**Brano estratto:**

A Pian del Lago, sotto il cratere di sud-est, gli scienziati del progetto Arches dell’Esa provano l’impiego del Rover Interact, comandato dal pilota da una stanza d’albergo

Luna, data imprecisata. Il rover Interact si muove sulla polvere scura. È un robot di una sessantina di chilogrammi e con quattro ruote che, se non fosse per i bracci meccanici al posto della testa e per l’assenza di cingoli, ai cinefili potrebbe ricordare Numero 5, l’automa senziente di “Corto circuito”.

 

Interact scivola per un secondo, poi si stabilizza. Riprende ad avanzare e scorge un sasso; attiva il suo arto laterale e raccoglie la pietra per portarla a casa, come un bambino farebbe con una conchiglia sulla spiaggia. Poco distante da lui, più vicino alla nave spaziale che li ha scortati fino a lì, due suoi compagni metallici, Lightweight Rover Unit 1 e 2, stanno piazzando le antenne che serviranno per comunicare anche sul lato nascosto della superficie selenica, dove le ground station terrestri - i centri di controllo - non possono inviare né ricevere segnali e dove i robot sono soli. Senza guardarsi, gli automi si scambiano un avviso. La missione procede per il verso giusto, si può continuare.

**Dati da esaminare:**
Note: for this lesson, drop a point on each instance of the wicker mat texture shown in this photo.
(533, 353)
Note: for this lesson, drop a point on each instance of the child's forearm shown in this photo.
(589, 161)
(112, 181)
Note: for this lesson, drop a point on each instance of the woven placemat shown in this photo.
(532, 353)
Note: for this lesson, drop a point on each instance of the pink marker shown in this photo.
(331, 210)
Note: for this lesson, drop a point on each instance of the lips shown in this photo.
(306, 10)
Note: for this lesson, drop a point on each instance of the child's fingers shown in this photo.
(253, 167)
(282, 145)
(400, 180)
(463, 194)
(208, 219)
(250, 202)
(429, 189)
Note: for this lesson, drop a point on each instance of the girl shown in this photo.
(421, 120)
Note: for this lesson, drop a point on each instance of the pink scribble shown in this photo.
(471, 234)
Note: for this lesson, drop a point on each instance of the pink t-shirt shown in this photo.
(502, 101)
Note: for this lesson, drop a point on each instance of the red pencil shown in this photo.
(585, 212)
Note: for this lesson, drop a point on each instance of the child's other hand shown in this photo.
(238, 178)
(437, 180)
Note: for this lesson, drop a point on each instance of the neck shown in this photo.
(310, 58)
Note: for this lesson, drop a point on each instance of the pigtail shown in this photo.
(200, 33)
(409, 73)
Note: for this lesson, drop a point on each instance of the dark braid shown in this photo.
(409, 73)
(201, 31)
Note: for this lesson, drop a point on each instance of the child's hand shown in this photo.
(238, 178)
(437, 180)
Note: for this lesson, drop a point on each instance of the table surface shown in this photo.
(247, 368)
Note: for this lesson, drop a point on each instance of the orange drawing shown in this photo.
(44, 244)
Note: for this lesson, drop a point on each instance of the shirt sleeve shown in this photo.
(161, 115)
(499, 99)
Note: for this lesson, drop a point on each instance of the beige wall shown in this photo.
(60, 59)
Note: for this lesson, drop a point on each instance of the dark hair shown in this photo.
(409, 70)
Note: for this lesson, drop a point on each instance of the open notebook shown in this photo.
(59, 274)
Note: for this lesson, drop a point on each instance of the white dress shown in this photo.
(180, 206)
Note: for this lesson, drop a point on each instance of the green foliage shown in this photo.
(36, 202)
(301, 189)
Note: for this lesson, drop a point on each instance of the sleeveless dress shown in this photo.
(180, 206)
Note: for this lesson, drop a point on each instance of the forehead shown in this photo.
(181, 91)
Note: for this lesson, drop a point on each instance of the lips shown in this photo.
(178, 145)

**Elenco dei compiti:**
A: Secondo il brano estratto, quanto pesa più o meno il rover Interact?
B: Riprendi il brano sul rover Interact e prosegui il racconto a partire dall'ultima frase.

**Soluzioni:**
A: Una sessantina di chilogrammi.

B:
Fantascienza? Tutt’altro, a patto si sostituiscano la data, che invece di essere vaga è il 29 giugno scorso, e il luogo: non la Luna, ma i fianchi vulcanici dell’Etna, a Pian del Lago, fra i 2.500 e i 2.600 metri di quota, appena sotto lo sbuffo del cratere di sud-est. Lì, in un’area di 500 metri quadrati, Interact e i suoi compagni stanno lavorando insieme con un lander fisso - simulacro dell’astronave deputata a portarli a destinazione - pronto a fornire connessione wi-fi e alimentazione. Con loro, c’è anche un drone simile a un millepiedi, in grado di avventurarsi lungo i pendii più scoscesi e forse anche dentro i tunnel di lava scoperti sulla Luna; lo ha costruito il Karlsruhe institute of technology del Baden-Württemberg e lo ha battezzato Scout.

 

Insieme, il gruppo di robot sta concludendo “Analog-1”, un progetto dell’Agenzia spaziale europea (l’Esa), la prima fase di una più ampia campagna multi-rover e multi-agenzia organizzata dal Dlr, il Centro aerospaziale tedesco. L’hanno chiamata “Arches”, acronimo di “Autonomous robotic networks to help modern societies”, e per una manciata di giorni, in Sicilia, ha testato la capacità degli automi di collaborare e condividere dati in rete in un “analogo spaziale”, cioè in un ambiente le cui caratteristiche riproducono specifiche condizioni extraterrestri. In più ha verificato, come aveva già fatto Luca Parmitano dalla Stazione spaziale internazionale durante la missione “Beyond”, del 2019, l’efficacia di un controllo umano da remoto: da un albergo a Catania, 23 chilometri distante dall’area operativa, l’astronauta tedesco Thomas Reiter ha infatti preso il controllo di Interact.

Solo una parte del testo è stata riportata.